[Named object pointing data]
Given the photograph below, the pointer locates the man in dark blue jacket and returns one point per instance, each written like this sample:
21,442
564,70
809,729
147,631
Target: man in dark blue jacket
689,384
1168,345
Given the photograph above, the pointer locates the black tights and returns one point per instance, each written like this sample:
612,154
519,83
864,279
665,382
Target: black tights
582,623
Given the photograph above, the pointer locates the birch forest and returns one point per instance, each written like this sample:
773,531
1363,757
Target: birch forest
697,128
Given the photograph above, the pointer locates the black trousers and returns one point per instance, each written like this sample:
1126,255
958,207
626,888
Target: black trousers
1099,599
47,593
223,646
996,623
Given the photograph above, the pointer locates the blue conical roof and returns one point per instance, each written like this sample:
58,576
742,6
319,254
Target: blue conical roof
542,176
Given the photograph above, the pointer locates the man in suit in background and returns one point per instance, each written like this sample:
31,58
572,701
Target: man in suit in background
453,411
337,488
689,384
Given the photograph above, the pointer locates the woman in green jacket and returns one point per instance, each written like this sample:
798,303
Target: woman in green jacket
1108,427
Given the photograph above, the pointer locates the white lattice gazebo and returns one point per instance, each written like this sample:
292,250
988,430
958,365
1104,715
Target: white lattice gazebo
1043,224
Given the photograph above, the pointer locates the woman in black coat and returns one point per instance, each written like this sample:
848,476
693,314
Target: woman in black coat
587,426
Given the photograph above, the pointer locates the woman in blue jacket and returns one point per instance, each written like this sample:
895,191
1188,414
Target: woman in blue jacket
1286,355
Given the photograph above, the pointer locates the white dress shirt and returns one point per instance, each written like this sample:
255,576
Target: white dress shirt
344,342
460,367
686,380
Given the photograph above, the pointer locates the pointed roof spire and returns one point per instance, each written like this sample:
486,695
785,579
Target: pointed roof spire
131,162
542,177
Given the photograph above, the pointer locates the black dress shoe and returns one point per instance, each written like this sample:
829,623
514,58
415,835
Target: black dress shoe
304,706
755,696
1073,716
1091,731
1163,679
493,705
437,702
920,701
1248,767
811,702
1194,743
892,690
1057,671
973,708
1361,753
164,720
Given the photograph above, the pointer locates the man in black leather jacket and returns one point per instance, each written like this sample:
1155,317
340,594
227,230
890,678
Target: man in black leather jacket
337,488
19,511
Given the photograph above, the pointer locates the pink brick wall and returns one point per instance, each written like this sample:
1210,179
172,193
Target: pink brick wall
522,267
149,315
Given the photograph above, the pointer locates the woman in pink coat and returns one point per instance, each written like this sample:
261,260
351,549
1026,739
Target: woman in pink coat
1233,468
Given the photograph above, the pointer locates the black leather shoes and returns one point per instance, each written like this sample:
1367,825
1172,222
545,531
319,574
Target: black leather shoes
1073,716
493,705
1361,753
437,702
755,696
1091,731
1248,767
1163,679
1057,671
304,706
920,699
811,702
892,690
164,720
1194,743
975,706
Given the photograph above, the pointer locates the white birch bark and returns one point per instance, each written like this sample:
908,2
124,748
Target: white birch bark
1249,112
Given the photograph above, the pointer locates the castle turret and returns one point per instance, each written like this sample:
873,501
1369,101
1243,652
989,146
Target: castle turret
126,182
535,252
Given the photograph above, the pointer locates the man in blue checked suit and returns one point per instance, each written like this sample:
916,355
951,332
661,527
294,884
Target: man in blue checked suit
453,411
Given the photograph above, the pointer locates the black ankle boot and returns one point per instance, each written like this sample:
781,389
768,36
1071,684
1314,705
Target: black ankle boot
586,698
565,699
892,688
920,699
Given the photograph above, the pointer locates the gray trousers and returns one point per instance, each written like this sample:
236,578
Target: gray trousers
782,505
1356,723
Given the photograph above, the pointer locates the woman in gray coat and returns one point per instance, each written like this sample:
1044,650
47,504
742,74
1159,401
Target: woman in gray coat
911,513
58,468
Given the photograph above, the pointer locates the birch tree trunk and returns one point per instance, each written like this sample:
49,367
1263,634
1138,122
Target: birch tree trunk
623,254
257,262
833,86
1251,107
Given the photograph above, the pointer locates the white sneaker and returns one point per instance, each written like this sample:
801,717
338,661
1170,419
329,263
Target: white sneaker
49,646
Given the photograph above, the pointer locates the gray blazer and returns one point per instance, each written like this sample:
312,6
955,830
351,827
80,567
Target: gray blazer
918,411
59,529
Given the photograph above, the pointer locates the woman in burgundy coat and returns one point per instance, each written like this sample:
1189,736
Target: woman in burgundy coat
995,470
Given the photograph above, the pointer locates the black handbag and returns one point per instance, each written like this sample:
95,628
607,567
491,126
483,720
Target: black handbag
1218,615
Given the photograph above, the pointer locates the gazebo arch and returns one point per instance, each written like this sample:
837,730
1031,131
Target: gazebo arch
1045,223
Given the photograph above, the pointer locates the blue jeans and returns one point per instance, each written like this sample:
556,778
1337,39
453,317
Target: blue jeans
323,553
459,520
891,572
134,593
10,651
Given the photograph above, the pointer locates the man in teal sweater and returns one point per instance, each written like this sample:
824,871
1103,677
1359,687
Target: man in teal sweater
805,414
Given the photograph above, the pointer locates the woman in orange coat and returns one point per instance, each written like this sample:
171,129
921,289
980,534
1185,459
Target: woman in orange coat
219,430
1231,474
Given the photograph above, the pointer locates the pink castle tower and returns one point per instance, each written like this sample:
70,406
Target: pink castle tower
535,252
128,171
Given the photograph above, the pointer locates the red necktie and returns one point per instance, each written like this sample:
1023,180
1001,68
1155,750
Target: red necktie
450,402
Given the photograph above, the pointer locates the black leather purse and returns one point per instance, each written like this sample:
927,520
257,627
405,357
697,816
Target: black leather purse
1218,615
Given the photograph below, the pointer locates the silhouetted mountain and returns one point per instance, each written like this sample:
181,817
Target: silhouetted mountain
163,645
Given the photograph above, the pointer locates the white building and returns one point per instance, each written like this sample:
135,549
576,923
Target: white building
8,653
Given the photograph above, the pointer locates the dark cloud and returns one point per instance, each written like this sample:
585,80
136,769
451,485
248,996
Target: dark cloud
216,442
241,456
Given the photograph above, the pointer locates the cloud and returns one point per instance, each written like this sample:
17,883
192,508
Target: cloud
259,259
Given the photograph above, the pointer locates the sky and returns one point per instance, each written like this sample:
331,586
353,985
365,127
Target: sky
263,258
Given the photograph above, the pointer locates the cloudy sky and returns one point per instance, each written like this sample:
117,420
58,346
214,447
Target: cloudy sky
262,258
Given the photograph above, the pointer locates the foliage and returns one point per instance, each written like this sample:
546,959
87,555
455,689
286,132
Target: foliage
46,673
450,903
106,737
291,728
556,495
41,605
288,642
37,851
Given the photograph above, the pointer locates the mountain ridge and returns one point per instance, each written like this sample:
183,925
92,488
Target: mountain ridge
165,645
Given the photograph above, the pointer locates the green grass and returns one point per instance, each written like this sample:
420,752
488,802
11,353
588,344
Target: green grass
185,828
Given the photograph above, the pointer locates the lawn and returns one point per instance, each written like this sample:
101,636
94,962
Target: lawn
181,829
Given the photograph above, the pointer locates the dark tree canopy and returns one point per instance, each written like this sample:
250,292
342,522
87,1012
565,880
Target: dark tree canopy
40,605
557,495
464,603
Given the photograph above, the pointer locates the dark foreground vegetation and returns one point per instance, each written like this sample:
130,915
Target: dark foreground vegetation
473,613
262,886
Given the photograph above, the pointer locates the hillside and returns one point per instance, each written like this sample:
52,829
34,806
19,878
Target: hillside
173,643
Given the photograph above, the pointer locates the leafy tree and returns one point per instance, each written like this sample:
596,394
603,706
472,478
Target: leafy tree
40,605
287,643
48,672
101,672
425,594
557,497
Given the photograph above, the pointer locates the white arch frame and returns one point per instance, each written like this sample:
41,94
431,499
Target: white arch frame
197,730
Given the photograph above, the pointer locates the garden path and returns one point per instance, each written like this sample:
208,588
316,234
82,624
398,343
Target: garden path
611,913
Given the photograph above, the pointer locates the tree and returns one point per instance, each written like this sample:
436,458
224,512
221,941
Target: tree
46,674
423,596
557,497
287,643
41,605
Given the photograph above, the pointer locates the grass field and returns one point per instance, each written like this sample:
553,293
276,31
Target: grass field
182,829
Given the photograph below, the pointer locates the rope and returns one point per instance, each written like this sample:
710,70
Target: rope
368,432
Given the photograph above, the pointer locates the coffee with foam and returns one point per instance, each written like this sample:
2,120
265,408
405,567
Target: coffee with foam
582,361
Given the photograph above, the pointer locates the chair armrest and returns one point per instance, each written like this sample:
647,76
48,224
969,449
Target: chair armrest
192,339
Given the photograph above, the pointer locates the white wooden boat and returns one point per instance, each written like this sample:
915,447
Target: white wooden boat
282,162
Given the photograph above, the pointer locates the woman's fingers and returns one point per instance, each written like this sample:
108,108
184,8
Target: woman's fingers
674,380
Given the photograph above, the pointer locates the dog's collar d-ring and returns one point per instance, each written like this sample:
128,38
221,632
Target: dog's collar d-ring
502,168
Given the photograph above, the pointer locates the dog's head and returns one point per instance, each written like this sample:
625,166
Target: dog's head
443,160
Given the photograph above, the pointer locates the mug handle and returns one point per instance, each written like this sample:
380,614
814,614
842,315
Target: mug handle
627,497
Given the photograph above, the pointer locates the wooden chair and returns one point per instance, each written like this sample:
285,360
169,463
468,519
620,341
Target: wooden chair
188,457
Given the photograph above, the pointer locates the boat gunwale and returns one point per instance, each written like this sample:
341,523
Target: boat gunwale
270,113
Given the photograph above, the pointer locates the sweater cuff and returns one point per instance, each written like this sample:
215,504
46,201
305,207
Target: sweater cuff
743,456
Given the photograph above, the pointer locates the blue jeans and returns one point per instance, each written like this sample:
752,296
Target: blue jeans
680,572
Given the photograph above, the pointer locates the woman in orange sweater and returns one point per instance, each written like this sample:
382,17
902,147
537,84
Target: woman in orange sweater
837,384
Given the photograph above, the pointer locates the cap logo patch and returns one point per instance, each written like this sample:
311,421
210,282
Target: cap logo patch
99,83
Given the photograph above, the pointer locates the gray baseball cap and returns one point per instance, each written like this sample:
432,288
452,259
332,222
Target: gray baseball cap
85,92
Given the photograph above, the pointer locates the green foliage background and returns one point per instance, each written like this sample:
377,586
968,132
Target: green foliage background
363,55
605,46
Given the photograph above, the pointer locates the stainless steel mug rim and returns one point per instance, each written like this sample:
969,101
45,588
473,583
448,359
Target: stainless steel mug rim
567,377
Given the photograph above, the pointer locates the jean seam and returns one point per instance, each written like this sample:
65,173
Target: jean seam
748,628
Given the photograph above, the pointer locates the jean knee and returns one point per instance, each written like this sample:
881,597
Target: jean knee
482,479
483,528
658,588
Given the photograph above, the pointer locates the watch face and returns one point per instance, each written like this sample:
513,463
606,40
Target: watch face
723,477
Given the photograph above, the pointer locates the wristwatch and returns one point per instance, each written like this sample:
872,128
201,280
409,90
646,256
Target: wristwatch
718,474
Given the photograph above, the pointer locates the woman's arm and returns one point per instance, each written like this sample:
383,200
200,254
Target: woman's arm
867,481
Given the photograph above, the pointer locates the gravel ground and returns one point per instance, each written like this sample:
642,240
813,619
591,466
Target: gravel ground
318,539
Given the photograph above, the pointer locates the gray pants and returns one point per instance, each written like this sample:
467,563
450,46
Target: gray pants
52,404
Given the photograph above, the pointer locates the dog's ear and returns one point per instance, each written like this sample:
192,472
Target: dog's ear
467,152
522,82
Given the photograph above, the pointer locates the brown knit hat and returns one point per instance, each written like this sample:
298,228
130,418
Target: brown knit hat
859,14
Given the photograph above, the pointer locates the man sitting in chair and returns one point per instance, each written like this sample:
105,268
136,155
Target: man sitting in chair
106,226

STATED EXERCISE – Rewrite the stretch from the line containing "Given the photograph above, the pointer locates the man sitting" through the end of the data, putting "armchair" wherever "chair" appears and leaving everything else unchanged.

RESPONSE –
Given the photograph above, the pointer locates the man sitting in armchair and returns one point per instance, each written like this sample:
105,268
136,155
Target: man sitting in armchair
106,226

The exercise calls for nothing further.